What needs to be done: Turn the lines of the listing below, from the line with "Study the photo above. For every instance of the metal" to the line with "Study the photo above. For every instance of the modern", into a JSON list of strings with one string per line. Include both end lines and leave out any blank lines.

Provided data:
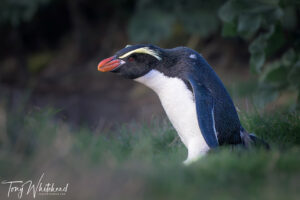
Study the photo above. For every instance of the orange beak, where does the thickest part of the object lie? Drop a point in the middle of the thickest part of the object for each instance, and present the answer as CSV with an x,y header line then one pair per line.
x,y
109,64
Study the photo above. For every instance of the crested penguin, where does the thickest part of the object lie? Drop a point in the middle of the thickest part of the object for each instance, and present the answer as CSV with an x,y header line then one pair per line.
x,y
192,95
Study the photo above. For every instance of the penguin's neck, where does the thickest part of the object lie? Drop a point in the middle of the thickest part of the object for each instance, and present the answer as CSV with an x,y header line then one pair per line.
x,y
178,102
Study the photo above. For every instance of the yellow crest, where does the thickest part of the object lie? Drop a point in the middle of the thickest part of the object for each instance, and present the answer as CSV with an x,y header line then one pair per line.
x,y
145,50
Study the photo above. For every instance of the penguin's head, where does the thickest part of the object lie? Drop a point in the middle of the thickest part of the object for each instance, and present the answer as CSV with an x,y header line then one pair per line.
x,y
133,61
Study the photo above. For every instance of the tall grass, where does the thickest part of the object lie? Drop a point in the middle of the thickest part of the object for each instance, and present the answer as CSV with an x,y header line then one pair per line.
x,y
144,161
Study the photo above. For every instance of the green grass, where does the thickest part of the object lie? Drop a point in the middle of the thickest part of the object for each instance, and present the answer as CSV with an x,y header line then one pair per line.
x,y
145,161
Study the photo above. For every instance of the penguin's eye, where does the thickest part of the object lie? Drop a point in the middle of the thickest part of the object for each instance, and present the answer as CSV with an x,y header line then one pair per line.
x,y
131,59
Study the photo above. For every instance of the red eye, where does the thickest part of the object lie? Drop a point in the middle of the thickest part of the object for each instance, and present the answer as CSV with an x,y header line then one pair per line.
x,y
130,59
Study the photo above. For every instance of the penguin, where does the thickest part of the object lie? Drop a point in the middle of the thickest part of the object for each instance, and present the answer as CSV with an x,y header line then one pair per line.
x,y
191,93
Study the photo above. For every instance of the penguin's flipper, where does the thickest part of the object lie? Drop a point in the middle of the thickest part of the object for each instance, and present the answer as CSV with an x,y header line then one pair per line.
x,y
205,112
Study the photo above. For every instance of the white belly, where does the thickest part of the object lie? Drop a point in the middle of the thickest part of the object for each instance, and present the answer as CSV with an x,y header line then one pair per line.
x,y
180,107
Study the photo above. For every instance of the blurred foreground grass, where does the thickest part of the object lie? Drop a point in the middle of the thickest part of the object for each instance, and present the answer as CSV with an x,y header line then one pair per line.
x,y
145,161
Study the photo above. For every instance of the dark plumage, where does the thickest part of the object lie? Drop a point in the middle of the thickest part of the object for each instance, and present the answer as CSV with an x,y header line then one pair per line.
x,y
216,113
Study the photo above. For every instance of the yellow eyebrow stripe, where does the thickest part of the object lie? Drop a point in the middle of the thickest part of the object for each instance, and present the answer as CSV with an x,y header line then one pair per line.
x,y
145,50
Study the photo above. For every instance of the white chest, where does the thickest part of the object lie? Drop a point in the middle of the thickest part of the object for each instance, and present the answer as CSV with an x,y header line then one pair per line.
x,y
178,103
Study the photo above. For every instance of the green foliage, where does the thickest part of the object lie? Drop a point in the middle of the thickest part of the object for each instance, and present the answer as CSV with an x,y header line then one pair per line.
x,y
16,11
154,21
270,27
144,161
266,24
* * *
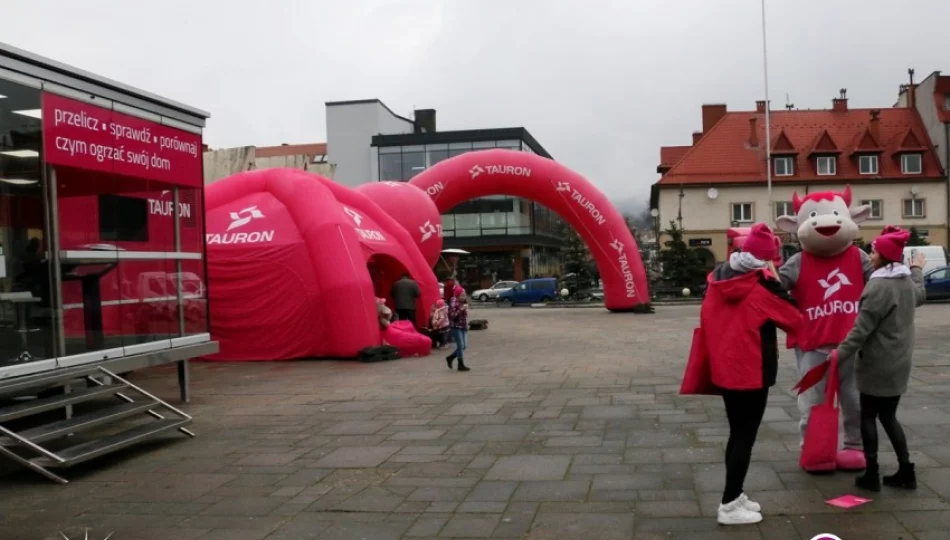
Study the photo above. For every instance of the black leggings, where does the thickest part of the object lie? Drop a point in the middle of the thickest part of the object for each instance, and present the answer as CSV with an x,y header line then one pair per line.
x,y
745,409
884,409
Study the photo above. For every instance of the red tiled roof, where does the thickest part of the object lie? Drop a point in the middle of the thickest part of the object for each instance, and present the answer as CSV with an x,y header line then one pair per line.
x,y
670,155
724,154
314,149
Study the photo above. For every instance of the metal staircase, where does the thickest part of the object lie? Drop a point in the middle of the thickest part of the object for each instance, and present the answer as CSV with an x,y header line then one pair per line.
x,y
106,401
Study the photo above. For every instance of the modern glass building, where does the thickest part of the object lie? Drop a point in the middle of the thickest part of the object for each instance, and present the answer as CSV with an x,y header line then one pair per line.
* * *
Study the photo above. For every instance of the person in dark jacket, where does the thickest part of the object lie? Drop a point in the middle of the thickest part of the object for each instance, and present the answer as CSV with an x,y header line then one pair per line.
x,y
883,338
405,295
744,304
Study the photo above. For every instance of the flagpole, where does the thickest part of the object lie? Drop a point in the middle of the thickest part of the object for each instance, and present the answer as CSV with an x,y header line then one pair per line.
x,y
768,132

Answer:
[
  "Study the photo above. For every instance of the metal staircase, where does the thickest part of the object lie? Drop a point in the middle of the thickest part of the object for each instance, and present the answer as CSV with an x,y header line then one pair per line.",
  "x,y",
  "106,401",
  "Study the photo above. For every instance of the modern glass building, where does the thickest part of the object lie? Drop a point in the middle of the thickest part of the object for each instance, and present the answer as CSV with an x,y header line then one pair per line."
]